Recorded information: Begin

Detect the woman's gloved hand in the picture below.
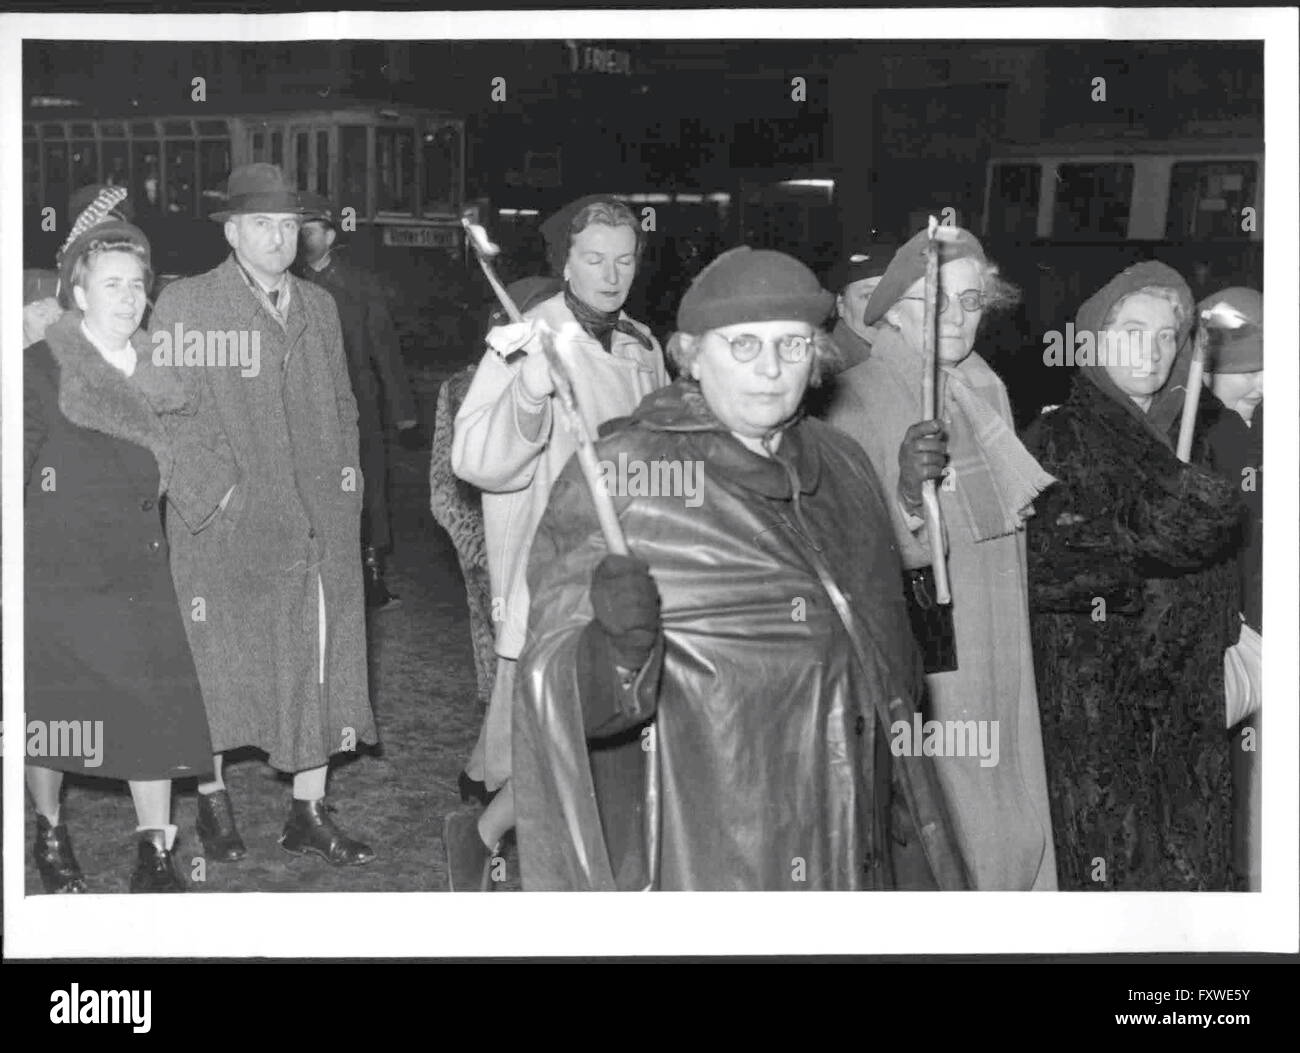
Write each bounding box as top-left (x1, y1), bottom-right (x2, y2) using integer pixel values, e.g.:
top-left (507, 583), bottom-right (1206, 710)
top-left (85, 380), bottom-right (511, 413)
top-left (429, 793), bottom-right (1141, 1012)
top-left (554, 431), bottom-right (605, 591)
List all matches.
top-left (589, 553), bottom-right (662, 671)
top-left (897, 418), bottom-right (948, 510)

Recorded information: End

### About this task
Begin with the line that contains "top-left (507, 583), bottom-right (1206, 710)" and quote each line after it exactly, stopping after the last line of the data.

### Task answer
top-left (507, 583), bottom-right (1206, 710)
top-left (85, 380), bottom-right (511, 413)
top-left (429, 793), bottom-right (1141, 1012)
top-left (554, 431), bottom-right (605, 591)
List all matches.
top-left (589, 553), bottom-right (662, 671)
top-left (897, 418), bottom-right (948, 510)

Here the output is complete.